● **Text to read**
+ + +
Post by GoMePub2 » Thu May 10, 2018 2:59 pm

Since my uploads are now getting reject for lack of proper embedding, I need someone to explain embedding within AdobeReader.
I found the following in the CS community and can decipher/understand/accomplish parts 1 and 2.
But 3 is a mystery to me. It's say to go to things that are not there.
Can someone please explain it step by step so that I can (for once) upload a properly embedded file.
Original documents are created in word. Generally there are no images.
~ KAY

Here is my procedure to get embedded font and images of highest possible resolution in your PDF.
Process to save .docx files as the HIGHEST resolution PDF files with embedded FONTS

1) within the .docx file:
file -> options -> save
check EMBED FONTS
uncheck ONLY ...
uncheck SYSTEM ...
file -> options -> advanced (Image Size and Quality)
+ + +
In the forum post about embedding fonts, list each distinct menu entry named in the paths written with arrows (->), without repeats.
+ + +
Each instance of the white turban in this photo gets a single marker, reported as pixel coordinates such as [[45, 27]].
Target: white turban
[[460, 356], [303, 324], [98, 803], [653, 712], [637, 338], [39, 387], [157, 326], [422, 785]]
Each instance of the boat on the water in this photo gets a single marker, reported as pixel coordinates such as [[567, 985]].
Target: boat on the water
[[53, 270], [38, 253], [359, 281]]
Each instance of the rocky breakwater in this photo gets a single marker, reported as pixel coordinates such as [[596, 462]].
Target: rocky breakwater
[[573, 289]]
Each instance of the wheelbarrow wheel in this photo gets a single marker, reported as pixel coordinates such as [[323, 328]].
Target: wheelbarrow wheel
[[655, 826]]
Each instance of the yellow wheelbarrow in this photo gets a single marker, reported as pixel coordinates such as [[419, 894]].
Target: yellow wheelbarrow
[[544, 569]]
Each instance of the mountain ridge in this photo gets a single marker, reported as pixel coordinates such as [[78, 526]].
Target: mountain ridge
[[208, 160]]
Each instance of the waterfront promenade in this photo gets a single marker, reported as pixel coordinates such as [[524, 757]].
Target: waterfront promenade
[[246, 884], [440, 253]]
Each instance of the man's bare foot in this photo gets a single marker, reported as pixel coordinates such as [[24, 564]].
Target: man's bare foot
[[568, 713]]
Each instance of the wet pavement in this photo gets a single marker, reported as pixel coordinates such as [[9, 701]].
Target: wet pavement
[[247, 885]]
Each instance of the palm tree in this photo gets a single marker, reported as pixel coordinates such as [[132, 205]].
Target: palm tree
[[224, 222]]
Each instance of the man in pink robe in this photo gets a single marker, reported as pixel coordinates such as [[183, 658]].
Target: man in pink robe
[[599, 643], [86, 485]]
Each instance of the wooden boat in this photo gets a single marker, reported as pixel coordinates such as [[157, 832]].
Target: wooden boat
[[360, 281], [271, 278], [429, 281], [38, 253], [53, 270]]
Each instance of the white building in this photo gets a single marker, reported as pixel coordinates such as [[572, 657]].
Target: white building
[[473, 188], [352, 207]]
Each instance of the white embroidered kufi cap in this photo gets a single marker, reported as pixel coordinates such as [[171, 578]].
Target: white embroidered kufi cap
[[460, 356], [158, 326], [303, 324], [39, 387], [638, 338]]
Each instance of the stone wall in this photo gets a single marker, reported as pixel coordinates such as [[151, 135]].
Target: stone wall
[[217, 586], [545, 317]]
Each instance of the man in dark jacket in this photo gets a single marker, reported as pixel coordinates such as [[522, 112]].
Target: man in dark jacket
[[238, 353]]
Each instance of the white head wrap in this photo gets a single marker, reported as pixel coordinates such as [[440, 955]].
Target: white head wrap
+ + +
● **Task output**
file, options, save, advanced